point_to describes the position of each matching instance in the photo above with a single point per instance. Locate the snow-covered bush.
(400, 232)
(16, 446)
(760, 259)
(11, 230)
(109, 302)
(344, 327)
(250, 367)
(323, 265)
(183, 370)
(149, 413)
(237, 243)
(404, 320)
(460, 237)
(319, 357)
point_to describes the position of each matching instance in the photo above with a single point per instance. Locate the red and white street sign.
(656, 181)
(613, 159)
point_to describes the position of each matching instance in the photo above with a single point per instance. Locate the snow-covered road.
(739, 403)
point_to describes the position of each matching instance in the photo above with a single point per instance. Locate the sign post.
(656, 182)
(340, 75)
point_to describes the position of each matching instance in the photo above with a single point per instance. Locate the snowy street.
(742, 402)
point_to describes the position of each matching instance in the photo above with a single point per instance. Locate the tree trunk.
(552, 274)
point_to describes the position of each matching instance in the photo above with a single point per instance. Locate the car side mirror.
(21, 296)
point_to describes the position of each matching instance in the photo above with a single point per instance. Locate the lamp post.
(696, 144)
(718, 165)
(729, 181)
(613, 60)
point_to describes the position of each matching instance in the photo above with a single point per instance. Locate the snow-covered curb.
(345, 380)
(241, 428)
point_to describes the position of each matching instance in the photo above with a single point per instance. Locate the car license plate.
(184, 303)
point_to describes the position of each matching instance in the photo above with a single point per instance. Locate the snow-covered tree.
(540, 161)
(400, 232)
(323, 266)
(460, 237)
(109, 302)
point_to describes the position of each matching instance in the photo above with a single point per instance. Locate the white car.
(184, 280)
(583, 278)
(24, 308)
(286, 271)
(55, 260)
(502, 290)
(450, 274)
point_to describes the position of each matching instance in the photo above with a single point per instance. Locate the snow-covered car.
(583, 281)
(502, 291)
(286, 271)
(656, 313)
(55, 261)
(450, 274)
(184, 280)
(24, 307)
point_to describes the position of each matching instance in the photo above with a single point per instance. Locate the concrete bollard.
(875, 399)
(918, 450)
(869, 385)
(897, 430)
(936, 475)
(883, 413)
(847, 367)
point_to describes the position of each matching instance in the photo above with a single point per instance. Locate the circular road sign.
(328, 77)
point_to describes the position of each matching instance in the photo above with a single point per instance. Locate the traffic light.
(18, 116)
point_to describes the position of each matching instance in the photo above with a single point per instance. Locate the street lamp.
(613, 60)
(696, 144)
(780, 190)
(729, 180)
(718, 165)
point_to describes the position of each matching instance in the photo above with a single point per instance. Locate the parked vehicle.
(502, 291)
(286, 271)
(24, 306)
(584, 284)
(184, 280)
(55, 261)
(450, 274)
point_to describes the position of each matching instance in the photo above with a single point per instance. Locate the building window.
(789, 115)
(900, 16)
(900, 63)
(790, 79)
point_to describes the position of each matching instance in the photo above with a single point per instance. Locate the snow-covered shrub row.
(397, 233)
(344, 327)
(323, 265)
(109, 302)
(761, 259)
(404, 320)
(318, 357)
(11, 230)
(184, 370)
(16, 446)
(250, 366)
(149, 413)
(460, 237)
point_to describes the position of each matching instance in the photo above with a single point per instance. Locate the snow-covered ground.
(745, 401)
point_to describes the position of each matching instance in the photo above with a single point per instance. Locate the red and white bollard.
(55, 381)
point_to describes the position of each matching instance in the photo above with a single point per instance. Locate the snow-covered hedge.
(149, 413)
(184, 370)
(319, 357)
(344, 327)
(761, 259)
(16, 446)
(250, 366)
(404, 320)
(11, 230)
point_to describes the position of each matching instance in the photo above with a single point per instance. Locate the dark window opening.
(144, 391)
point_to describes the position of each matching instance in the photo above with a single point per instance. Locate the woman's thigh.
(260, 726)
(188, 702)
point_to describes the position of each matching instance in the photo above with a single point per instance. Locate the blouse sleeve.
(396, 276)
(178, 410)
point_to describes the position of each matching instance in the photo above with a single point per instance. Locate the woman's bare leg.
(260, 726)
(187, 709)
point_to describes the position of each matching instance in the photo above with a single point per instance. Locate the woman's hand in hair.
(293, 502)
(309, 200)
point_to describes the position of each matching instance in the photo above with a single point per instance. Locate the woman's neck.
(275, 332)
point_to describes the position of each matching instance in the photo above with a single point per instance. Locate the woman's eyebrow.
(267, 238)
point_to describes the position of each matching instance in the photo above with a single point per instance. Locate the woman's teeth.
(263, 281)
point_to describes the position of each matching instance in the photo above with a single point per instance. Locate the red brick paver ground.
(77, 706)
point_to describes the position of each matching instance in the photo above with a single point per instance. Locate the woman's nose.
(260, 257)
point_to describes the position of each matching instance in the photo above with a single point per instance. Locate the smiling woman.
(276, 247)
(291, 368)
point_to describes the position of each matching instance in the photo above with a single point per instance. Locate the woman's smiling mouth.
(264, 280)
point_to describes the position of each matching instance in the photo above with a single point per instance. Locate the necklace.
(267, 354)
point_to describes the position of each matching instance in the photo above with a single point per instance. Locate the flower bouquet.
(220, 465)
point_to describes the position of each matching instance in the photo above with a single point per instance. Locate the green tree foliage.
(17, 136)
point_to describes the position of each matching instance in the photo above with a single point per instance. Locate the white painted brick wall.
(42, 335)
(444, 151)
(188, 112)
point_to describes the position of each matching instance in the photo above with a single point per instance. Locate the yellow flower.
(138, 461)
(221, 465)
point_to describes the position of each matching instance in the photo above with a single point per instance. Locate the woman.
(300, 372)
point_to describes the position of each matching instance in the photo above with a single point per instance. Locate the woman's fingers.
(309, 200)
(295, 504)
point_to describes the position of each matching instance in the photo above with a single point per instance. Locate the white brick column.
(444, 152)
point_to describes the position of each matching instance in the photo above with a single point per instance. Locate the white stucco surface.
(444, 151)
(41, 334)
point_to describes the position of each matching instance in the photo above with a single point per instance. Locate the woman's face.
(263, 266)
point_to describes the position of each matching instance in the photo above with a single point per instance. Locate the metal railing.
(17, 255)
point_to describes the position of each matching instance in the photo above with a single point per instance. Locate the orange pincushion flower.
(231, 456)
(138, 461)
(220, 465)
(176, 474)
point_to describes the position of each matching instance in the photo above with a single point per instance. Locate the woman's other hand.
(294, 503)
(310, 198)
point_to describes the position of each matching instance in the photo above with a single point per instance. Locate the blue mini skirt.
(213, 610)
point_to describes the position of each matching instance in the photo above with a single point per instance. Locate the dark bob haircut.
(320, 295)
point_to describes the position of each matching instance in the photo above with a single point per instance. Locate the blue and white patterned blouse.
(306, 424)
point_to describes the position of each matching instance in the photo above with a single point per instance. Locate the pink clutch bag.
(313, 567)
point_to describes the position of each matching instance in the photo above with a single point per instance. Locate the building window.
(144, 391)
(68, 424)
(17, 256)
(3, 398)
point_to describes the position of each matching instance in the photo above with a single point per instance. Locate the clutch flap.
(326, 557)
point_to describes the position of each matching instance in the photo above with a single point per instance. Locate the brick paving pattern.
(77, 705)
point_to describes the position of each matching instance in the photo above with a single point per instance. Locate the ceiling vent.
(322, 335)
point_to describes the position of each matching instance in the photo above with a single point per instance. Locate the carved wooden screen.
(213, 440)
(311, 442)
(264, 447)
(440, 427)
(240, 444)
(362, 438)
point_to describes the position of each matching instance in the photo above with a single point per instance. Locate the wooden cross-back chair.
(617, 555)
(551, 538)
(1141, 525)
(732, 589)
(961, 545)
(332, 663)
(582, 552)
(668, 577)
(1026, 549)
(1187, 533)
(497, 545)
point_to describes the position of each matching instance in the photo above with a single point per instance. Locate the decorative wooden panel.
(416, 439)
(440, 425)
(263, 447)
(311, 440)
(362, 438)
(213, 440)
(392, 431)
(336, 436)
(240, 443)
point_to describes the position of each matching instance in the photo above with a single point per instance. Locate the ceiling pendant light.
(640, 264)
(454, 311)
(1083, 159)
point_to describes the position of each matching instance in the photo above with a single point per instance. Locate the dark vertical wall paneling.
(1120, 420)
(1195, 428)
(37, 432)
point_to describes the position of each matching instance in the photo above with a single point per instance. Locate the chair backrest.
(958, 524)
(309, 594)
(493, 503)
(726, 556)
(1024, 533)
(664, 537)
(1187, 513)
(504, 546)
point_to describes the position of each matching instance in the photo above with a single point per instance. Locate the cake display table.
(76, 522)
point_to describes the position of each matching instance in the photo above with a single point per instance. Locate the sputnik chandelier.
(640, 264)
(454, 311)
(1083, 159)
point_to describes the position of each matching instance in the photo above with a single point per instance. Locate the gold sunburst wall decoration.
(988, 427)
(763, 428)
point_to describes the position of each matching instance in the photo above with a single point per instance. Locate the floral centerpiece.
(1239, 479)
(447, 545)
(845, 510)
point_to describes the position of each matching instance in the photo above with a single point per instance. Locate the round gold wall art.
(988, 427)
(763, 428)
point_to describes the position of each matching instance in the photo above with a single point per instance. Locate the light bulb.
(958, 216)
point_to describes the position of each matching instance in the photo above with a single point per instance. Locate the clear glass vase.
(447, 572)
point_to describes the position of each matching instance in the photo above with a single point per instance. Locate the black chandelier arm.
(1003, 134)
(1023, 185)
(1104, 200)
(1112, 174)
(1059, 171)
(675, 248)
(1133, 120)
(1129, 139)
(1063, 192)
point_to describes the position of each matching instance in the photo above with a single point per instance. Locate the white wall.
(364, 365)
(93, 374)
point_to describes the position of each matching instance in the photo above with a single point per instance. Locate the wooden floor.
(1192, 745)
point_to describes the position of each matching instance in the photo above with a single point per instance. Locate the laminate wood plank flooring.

□ □ □ □ □

Task:
Starting with the line that contains "sunburst wall decoration.", return every line through the last one of the records, exactly as written.

Output for this task:
point_to describes the position of each matching instance in the photo above with a single point per instance. Locate the gold sunburst wall decoration.
(988, 427)
(763, 428)
point_to describes the position of each matching instance in the photo above with a single point per instance. Locate the floral centerpiece.
(1239, 479)
(447, 545)
(845, 510)
point_to describes the position of each matching instance in the photo above with a single point per instance. Locate the round gold wall art.
(988, 427)
(763, 428)
point_to describes the position of each matching instance in the photo above with a single point per instance. Locate the light bulb.
(958, 216)
point_to describes the position of each matching instance in the photo above with a single point per instance. Locate the clear glass vase.
(447, 572)
point_to describes the position of each matching instance in the photo above with a single point per instance. Locate the black chandelier arm.
(1003, 134)
(1023, 185)
(1104, 200)
(1112, 174)
(1059, 171)
(675, 248)
(1133, 120)
(1129, 139)
(1063, 192)
point_to describes the position of each matching instance in the photo above with a single point per instance. Locate the white wall.
(364, 365)
(93, 374)
point_to describes the position of each matching instance in the photo above with a single point per instance. Locate the wooden floor.
(1192, 745)
point_to describes the position of each matching instance in the photo above with a single point per instance. Locate the laminate wood plank flooring.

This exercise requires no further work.